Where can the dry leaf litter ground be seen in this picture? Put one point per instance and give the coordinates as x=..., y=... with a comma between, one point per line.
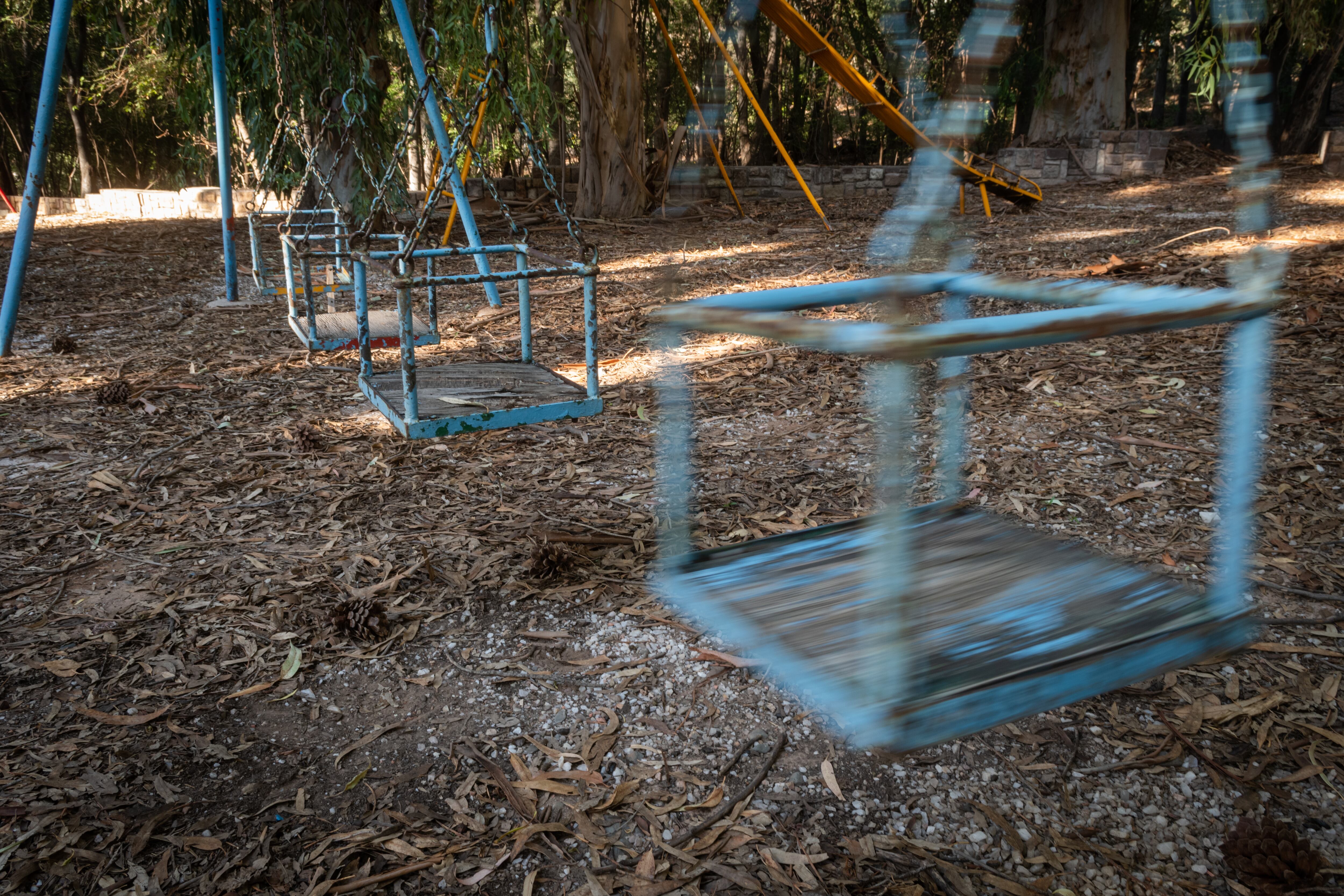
- - - - -
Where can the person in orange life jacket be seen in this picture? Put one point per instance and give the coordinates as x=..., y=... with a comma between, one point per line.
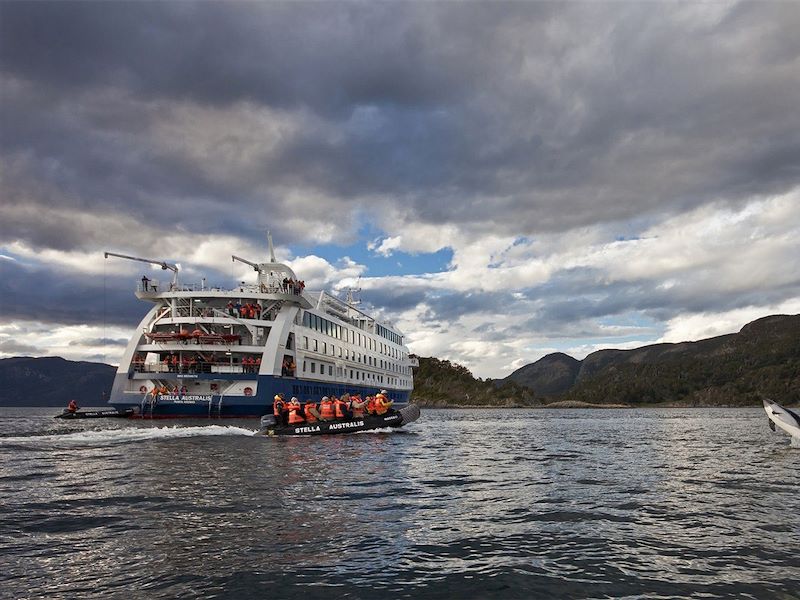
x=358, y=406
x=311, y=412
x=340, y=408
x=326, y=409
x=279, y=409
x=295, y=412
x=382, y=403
- - - - -
**Work required**
Please rewrite the records starting with the line with "Where can the person" and going on through the line with "x=382, y=403", replacing "orange life jacket" with "red life jacket" and keeping everything else unchanged. Leave the pictures out of your answer.

**Result for this exercise**
Where can the person in red life jacket be seen in this picture? Put one point per instance and give the coordinates as x=..., y=... with a comma between, one point per line.
x=358, y=406
x=311, y=412
x=340, y=408
x=326, y=409
x=279, y=409
x=295, y=412
x=382, y=403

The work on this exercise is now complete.